WORK INSTRUCTIONS | Identify every line in the entries that contains the word "trousers" and copy each of those lines. Case counts.

□ □ □ □

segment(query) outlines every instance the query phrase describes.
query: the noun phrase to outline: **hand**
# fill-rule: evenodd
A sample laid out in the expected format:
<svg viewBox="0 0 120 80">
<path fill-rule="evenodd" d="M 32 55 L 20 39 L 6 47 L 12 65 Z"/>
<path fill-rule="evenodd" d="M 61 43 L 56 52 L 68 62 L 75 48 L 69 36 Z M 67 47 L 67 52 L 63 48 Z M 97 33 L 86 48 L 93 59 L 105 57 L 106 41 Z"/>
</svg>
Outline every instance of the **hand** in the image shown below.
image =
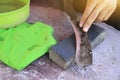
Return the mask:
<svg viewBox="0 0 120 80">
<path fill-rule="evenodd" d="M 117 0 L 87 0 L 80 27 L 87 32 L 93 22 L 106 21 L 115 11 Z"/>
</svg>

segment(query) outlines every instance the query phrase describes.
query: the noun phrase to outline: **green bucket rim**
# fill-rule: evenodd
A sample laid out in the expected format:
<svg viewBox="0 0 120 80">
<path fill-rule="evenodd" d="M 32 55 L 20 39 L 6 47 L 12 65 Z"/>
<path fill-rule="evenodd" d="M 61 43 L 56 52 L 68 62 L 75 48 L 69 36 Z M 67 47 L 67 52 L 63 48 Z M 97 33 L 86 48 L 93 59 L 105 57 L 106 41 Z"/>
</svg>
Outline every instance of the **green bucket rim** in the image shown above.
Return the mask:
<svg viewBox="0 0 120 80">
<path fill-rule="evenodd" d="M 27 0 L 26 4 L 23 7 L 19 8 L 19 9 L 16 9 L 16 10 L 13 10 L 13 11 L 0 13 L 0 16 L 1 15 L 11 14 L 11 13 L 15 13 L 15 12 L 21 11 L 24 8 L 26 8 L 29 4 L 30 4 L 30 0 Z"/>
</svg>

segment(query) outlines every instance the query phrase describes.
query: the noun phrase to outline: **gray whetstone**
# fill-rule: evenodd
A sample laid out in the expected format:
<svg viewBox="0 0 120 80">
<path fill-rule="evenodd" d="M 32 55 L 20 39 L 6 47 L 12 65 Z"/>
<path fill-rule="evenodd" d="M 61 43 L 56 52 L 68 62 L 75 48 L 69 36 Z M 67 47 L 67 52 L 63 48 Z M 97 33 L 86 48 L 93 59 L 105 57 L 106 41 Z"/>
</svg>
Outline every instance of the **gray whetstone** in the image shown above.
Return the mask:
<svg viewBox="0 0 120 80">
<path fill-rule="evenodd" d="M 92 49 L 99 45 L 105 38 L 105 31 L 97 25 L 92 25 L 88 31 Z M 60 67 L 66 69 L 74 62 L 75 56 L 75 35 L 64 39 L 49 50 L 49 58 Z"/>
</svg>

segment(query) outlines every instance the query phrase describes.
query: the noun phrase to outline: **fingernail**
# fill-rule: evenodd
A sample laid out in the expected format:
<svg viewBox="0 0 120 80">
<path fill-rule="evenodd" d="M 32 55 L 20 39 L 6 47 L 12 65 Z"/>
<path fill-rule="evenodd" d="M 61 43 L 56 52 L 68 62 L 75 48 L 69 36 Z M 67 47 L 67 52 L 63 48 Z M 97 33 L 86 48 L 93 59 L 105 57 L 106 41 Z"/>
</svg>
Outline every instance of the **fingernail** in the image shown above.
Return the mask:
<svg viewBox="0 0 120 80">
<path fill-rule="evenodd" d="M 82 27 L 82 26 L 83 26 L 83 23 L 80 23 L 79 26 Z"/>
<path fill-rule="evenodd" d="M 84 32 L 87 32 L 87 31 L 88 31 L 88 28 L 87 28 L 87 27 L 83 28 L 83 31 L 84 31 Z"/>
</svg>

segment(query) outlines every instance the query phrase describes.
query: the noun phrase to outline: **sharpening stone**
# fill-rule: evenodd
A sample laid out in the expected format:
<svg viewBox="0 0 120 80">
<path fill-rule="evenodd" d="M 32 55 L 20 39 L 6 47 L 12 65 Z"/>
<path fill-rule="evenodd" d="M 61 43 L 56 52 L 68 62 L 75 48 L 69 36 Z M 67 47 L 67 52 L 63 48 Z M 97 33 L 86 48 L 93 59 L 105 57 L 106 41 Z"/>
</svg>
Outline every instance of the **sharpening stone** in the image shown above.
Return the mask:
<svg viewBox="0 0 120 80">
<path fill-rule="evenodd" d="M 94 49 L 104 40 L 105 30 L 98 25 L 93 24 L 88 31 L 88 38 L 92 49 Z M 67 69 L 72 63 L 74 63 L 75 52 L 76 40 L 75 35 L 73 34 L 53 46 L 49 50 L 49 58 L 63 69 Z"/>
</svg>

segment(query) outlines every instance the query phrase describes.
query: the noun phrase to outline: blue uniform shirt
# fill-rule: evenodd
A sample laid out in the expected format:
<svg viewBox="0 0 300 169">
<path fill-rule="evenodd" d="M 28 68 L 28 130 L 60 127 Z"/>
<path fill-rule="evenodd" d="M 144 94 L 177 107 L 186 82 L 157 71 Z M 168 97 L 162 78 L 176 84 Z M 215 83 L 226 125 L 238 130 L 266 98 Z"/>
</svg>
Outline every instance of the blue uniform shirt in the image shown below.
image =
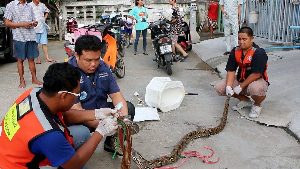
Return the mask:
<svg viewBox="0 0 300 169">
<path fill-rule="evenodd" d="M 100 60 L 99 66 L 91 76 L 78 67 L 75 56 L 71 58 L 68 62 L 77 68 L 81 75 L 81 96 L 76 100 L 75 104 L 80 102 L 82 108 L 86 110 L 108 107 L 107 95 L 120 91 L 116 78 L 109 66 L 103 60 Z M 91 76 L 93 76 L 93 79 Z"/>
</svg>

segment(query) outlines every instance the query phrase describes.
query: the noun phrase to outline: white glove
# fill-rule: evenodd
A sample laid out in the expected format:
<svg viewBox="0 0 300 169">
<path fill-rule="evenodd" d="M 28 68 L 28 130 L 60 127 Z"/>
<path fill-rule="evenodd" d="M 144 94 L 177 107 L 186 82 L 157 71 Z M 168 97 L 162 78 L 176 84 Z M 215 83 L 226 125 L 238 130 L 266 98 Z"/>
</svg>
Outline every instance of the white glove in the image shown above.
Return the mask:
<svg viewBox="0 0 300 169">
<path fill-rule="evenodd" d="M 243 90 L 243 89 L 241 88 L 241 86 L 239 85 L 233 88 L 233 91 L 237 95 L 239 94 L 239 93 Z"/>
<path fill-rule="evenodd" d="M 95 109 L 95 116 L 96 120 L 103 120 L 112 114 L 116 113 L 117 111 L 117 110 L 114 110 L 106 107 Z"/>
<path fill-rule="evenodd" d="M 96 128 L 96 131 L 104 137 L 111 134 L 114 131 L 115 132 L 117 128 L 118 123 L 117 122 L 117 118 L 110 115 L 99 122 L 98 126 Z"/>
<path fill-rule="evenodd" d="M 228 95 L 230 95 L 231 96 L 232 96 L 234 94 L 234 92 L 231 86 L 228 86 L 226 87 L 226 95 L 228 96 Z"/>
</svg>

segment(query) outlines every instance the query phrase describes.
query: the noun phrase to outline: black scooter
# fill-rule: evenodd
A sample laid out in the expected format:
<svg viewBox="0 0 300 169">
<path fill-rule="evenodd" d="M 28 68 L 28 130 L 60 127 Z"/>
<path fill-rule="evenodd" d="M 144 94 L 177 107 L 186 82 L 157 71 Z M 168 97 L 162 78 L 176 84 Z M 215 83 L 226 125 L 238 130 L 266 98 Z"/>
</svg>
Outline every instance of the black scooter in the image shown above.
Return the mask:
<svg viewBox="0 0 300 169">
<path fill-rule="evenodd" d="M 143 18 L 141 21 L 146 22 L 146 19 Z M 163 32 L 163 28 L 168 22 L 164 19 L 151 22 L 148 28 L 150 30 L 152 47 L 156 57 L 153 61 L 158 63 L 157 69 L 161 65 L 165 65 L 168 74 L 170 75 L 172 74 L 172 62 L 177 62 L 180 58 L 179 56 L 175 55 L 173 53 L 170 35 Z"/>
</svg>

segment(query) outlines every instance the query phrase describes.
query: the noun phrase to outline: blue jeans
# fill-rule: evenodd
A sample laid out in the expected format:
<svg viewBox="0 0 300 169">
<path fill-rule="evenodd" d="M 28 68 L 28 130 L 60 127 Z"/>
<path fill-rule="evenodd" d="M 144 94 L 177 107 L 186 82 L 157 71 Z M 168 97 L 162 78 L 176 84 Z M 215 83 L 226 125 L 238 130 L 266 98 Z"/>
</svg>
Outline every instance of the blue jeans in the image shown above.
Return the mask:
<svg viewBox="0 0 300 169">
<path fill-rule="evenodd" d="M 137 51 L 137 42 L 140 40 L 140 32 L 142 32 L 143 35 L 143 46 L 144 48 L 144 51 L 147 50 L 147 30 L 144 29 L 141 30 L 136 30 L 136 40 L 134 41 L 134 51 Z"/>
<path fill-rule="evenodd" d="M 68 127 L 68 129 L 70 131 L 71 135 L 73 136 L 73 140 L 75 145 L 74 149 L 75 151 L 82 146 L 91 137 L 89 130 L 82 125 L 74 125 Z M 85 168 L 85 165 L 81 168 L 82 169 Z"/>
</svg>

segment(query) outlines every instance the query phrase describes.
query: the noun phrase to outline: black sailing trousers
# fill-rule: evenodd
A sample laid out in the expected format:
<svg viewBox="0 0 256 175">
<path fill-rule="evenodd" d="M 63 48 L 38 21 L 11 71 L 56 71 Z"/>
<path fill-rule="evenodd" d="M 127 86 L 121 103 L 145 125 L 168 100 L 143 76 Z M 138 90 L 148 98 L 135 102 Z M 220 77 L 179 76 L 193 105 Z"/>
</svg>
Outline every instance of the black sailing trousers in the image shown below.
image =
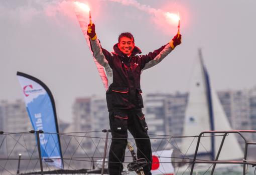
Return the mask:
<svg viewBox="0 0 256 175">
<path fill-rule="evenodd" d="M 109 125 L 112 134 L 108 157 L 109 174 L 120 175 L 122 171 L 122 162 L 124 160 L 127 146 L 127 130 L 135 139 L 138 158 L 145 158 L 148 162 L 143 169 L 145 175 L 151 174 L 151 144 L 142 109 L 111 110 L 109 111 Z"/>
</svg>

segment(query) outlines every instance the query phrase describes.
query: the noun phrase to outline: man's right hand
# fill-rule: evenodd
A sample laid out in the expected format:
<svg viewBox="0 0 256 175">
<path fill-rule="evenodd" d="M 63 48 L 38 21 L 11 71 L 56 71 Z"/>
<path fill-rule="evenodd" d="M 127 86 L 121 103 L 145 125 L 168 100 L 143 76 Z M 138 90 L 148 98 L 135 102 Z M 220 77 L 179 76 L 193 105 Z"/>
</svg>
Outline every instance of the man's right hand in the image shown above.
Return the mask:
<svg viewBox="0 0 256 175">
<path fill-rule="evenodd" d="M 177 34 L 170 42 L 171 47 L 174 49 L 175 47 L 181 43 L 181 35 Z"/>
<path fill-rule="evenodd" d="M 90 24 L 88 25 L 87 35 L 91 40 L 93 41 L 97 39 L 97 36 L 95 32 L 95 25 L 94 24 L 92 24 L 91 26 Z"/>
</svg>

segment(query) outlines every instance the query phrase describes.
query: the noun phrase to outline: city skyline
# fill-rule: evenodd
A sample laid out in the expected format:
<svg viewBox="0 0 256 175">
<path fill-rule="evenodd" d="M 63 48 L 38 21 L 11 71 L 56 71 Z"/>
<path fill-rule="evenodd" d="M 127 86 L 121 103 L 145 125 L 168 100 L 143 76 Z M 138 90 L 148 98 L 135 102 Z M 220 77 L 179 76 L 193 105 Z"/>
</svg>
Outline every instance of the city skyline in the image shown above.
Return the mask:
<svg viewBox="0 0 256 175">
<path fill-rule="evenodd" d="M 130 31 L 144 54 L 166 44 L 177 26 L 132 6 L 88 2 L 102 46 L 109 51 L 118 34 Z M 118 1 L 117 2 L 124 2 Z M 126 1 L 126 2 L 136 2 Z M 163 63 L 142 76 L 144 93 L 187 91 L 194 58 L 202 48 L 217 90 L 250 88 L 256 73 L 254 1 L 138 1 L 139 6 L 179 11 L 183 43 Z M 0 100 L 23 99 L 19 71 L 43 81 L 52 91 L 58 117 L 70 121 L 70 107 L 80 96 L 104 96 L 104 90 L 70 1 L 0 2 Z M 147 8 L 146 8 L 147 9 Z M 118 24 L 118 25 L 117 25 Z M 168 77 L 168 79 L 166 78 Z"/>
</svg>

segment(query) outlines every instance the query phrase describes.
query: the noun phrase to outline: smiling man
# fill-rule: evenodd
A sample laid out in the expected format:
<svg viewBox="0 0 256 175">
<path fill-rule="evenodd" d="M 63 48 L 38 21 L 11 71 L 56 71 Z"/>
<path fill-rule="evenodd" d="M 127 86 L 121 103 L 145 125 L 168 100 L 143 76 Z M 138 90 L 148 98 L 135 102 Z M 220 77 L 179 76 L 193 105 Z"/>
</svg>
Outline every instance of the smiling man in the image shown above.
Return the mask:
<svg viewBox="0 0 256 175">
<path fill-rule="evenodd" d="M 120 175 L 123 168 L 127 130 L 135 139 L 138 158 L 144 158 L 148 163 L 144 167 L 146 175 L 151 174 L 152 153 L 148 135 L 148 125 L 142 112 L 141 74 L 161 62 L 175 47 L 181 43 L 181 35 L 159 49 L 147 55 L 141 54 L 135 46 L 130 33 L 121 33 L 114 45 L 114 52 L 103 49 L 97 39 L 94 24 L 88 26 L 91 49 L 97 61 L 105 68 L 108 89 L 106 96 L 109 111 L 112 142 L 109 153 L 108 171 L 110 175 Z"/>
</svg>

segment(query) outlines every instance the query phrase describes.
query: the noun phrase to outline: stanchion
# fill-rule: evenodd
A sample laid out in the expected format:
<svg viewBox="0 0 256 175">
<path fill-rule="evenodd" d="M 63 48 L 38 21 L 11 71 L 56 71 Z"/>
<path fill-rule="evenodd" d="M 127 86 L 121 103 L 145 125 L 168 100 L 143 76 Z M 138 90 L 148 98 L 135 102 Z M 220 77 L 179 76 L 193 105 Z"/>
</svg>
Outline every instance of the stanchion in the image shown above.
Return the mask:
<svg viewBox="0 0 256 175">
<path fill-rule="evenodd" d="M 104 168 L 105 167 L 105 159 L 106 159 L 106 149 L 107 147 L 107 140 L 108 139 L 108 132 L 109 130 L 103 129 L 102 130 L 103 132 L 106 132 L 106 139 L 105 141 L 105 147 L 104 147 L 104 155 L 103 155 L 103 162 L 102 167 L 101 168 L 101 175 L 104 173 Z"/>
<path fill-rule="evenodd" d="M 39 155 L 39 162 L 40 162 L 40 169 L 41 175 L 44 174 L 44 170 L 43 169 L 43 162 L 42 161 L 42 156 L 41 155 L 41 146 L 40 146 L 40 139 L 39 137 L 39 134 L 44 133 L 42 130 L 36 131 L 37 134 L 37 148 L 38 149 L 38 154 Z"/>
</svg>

□ □ □ □

COMPLETED EXERCISE |
query: the noun phrase to outline: black sailing trousers
Outline every instance of the black sailing trousers in the image shown below.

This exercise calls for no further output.